◆ **Exercise requirements**
Lay out every line of the listing below as a numbered list, skipping blank lines and leaving out the pictures.
** BEGIN **
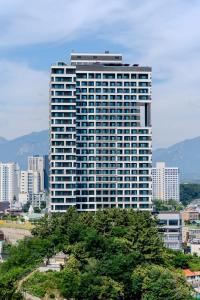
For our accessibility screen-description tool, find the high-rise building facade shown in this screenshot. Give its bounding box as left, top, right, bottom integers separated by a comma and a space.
28, 155, 45, 191
152, 162, 180, 201
50, 52, 152, 212
0, 162, 19, 205
20, 171, 41, 194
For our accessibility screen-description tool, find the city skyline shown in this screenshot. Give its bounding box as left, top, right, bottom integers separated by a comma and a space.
0, 0, 200, 148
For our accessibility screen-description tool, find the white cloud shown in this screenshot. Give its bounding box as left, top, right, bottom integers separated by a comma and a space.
0, 0, 126, 47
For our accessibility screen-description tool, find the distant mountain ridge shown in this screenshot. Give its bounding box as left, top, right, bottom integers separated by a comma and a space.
0, 130, 49, 170
153, 137, 200, 183
0, 130, 200, 183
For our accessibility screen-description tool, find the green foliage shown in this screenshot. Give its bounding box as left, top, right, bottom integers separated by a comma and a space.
0, 208, 198, 300
180, 183, 200, 206
23, 272, 56, 298
153, 199, 184, 211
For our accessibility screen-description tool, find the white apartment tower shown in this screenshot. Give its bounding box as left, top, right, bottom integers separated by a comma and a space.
20, 171, 41, 194
28, 155, 45, 192
50, 51, 152, 212
152, 162, 180, 201
0, 162, 19, 205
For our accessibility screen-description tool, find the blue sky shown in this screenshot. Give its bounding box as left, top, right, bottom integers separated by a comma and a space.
0, 0, 200, 148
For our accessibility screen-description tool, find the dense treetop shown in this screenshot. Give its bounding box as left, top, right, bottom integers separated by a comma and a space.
0, 208, 193, 300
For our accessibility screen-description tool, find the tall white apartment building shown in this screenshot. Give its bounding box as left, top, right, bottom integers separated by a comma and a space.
152, 162, 180, 201
0, 162, 19, 205
28, 155, 45, 191
50, 52, 152, 212
20, 171, 41, 194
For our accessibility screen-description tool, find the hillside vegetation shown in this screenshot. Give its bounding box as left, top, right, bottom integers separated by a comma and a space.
0, 208, 197, 300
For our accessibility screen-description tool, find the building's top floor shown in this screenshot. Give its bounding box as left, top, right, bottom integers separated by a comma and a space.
70, 51, 122, 65
153, 162, 179, 171
52, 51, 151, 72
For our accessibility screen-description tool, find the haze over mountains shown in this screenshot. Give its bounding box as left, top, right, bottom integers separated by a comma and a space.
0, 130, 49, 170
0, 130, 200, 182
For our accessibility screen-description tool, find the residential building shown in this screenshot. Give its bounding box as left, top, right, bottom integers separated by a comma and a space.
50, 51, 152, 212
20, 170, 41, 194
0, 162, 19, 206
157, 212, 182, 250
182, 207, 199, 222
152, 162, 180, 201
28, 155, 46, 191
19, 155, 48, 207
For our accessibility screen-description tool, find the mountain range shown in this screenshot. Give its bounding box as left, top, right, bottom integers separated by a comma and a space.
0, 130, 200, 182
0, 130, 49, 170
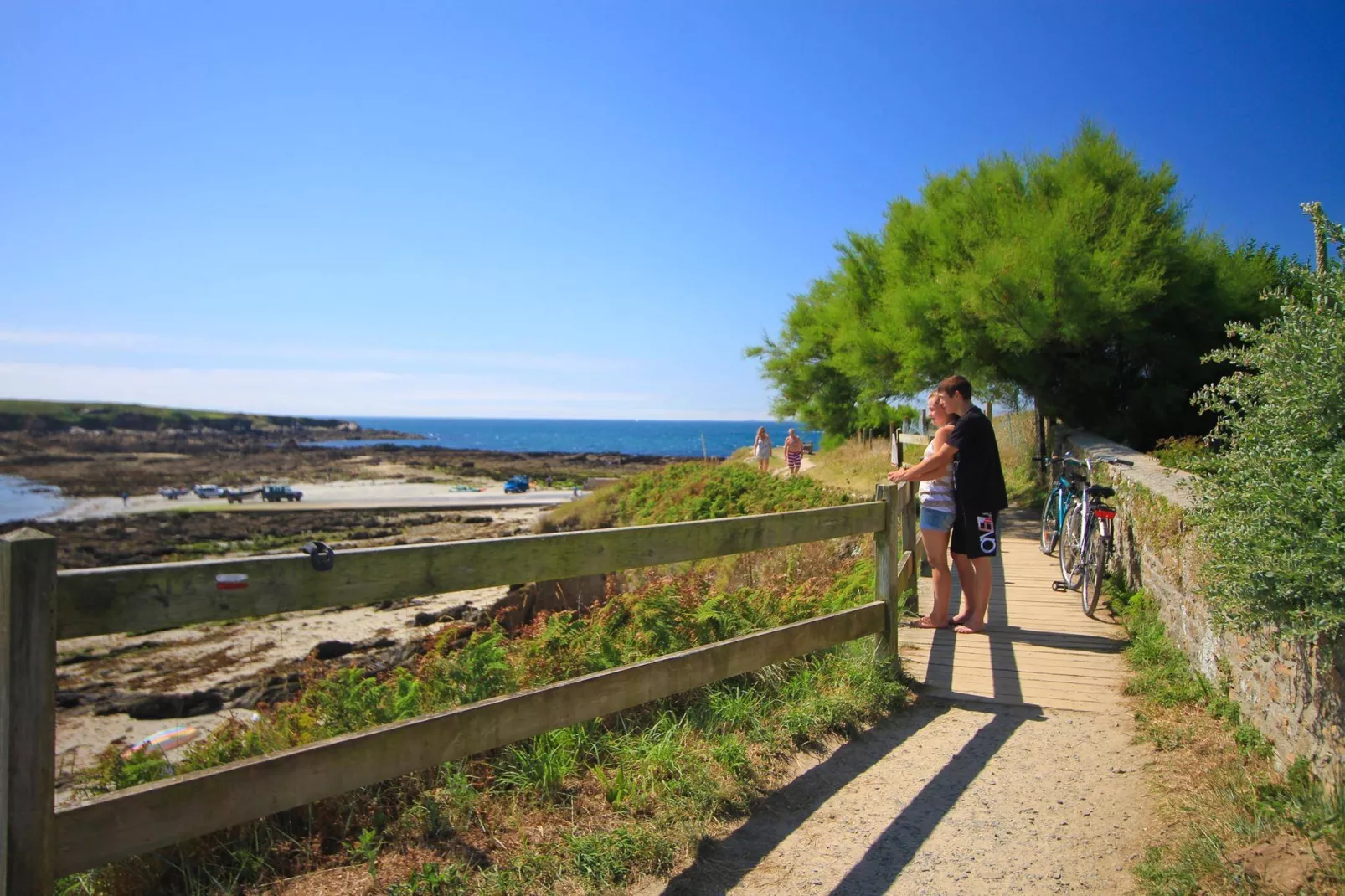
** END **
◆ **Solved problem**
1. For our accessibility screen-description tool, find the high-rise building facade shown in this screenshot. Give its bounding box as left, top, right, bottom integers separated by a comma and a space.
2. 28, 155, 45, 191
3. 152, 162, 180, 201
4. 50, 52, 152, 212
5. 0, 162, 19, 205
6. 20, 171, 41, 194
7. For our accessibility screen-description tool, find the city skyline shown in this screenshot. Give its bounding box as left, top, right, bottom integers separated by a comma and a space.
8. 0, 0, 200, 148
9. For our accessibility screen-description tool, find the white cloud shown in this screenshot. Give its bounding box as left, top, right, bottom integers separated by a comma and a space.
10. 0, 0, 126, 47
11. For our accessibility screen-description tool, find the distant mountain ridge shown in this screenshot. Give its bounding box as left, top, right, bottom integers separated by a comma and a space.
12. 0, 130, 49, 170
13. 153, 137, 200, 183
14. 0, 130, 200, 183
15. For our accessibility screen-description tool, find the green foliage shown in this screenshot. Give its bounding box as left, top, right, bottom integers separated by a comma and a space.
16. 0, 208, 198, 300
17. 180, 183, 200, 206
18. 23, 272, 56, 298
19. 153, 199, 184, 211
20. For our accessibility screen-description tool, find the white apartment tower shown in this screenshot. Give its bounding box as left, top, right, bottom integers separated by a comma and a space.
21. 20, 171, 41, 194
22. 28, 155, 45, 192
23. 50, 51, 152, 212
24. 152, 162, 180, 201
25. 0, 162, 19, 205
26. For our accessibility screen-description tool, find the blue sky shown in this screenshot. Give its bounding box as left, top, right, bottom integers separated by a comma and a space.
27. 0, 0, 200, 148
28. For our accessibility screen-description tool, find the dense treetop shown in this screenshot. Give its bounding box as left, top, right, bottom integers separated by a comma and a space.
29. 0, 208, 193, 300
30. For our accessibility screen-description tool, find the tall white apartment building shown in this screenshot. Give its bounding box as left, top, right, bottom integers separated by a comma and a space.
31. 152, 162, 180, 201
32. 0, 162, 19, 205
33. 28, 155, 45, 191
34. 50, 52, 152, 212
35. 20, 171, 41, 194
36. For our accessibility screen-description tool, find the hillside vegetation shown in this screenshot. Give its bounding box as left, top, right, bottom integers separated by a comma and a space.
37. 0, 208, 197, 300
38. For our accessibility screen-description tool, find the building's top floor shown in this screenshot. Give its bounding box as left, top, right, bottom integers separated by a comma and a space.
39. 70, 51, 122, 65
40. 153, 162, 179, 171
41. 52, 51, 151, 72
42. For our accessibility screen-description tool, find the haze over mountains shown in this screenshot. Give its bounding box as left, top, right, bottom integers separated by a comma and a space.
43. 0, 130, 49, 170
44. 0, 130, 200, 182
45. For our accessibility screen-description tool, find the residential building shown in this screenshot. Give its bounding box as left, top, right, bottom integers separated by a comma and a space.
46. 50, 51, 152, 212
47. 20, 170, 41, 194
48. 0, 162, 19, 206
49. 157, 212, 182, 250
50. 182, 207, 199, 222
51. 152, 162, 180, 201
52. 28, 155, 46, 191
53. 19, 155, 48, 207
54. For our accessibility screen-description tool, find the mountain range shown in this screenshot. Give its bounding box as left, top, right, bottom integers separated by a comma and a space.
55. 0, 130, 200, 182
56. 0, 130, 49, 170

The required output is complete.